Your answer should consist of the lines in the data below that contain "floor".
--- --- ---
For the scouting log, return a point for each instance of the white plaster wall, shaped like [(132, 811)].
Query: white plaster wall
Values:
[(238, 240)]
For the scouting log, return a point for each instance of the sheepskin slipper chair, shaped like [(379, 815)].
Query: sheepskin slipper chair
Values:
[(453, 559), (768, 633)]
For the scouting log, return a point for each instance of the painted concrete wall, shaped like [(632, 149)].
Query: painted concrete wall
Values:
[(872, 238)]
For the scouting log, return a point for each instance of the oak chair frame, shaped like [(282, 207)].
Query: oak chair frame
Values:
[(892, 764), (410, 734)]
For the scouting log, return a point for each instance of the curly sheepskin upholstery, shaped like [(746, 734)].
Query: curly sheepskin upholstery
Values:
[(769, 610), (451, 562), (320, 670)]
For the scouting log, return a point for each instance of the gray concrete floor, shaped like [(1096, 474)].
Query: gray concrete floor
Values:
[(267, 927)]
--- --- ---
**TASK RESULT:**
For the scouting log, return a point for each instance of the gray concrete floor, shaped like [(1096, 474)].
Query: gray concrete floor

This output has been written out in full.